Word for word, copy each record that comes after this.
[Records to process]
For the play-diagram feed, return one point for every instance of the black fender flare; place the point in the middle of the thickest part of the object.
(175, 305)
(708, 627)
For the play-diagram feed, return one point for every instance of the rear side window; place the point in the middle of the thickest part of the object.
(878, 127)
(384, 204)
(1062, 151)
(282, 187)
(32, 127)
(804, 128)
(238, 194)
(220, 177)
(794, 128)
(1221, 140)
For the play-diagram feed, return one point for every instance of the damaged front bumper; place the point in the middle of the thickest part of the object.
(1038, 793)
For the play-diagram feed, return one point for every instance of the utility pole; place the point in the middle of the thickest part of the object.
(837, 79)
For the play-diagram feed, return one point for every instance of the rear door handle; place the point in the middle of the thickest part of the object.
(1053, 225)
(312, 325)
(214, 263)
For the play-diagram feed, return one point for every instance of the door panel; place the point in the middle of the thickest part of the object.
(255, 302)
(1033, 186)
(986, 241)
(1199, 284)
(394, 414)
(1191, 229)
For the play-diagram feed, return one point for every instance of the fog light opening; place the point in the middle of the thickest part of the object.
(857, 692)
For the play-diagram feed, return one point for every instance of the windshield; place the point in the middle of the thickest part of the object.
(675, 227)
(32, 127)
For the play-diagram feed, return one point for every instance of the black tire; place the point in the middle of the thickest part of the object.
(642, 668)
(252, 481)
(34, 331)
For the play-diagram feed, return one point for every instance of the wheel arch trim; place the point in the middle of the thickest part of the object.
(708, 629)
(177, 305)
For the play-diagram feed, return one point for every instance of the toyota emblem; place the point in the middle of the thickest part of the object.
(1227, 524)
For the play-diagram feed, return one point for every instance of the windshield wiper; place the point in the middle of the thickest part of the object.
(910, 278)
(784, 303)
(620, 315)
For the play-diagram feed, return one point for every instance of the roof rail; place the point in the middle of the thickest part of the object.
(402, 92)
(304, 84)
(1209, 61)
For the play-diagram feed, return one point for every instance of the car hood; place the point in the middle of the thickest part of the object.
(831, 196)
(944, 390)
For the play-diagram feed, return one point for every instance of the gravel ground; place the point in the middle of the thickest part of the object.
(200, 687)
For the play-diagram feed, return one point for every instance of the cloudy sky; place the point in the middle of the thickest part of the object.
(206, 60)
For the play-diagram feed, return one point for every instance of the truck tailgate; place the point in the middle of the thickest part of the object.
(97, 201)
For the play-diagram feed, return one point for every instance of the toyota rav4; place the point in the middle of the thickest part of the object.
[/Records to process]
▶ **Answer area**
For the play-diagram feed, return one point for every instance of the black fender flare; place the point in the middle of the thickest part of the object.
(175, 305)
(708, 627)
For the play-diagram feed, return one point for every instance of the rear side window; place the point in the middle of the thickest part of the object.
(878, 127)
(384, 204)
(1062, 151)
(282, 187)
(32, 127)
(804, 128)
(238, 194)
(220, 177)
(794, 128)
(1221, 140)
For the play-diagram feed, return one point for every instance of the damaged front bumper; place the point in the middle of the thickest part of the object.
(1038, 793)
For the play-diagram feed, return one point for every instance of the utility pole; place the point in the middle of the thickest part of the object.
(837, 79)
For the play-diagram feed, return one point for every instance of the rear door handle; place the point in the middle of the thickest part of the object.
(1053, 225)
(312, 325)
(214, 263)
For the play-diagram feed, return one point for every instance of the door panel; place the point in the middle of the thickest part of the object.
(255, 302)
(1033, 186)
(986, 241)
(1199, 284)
(394, 414)
(1191, 229)
For the play-diagram feed, return one point for every instance of the fog light opening; place the point in the middle of the thickest part of the object.
(857, 692)
For the play-diagram feed, return one point for every instance of the windshield; place the point in the middle of the thickest part of the object.
(675, 227)
(32, 127)
For the play-diagram feed, return one point for every instance of the black tire; place the point in the middle of the thickest part of the object.
(642, 668)
(252, 481)
(34, 331)
For the play-diagram feed, return one point for every instance of the wheel arch trim; place the point in the middle of the thickest part of the object.
(708, 629)
(177, 305)
For the play-diagram feed, return one point for every instance of the toyota emblem; place the point in the middle of the thickest part of the object.
(1227, 524)
For the play-diagram feed, return one point for every instance of the windshield wiper; place the point in the middle of the thickest part of the object.
(910, 278)
(784, 303)
(620, 315)
For the play-diagram feed, return one point for every instance of the roof rail; place the point in the middle of the thickest part of the object.
(402, 92)
(304, 84)
(1209, 61)
For the play-diagram feed, return one point for every instance of the car hood; place the point in the middle of the thickest part of the object.
(831, 196)
(944, 390)
For the play-diagram feed, return one point for every instance of the gravel ground; place the point in the middle of the thickest part of the object.
(200, 687)
For the play-diagram feed, return one point for every instance of the cloudy sky; place the point in the middle of the thickest part of the object.
(206, 60)
For the play-diagram feed, return one point for every instance of the truck tailgate; place the point in the middle of the thickest part of the object.
(97, 201)
For the play-diagram feed, return one point for every instance of the toyota rav4; place the point in the middle of the thickest part of the object.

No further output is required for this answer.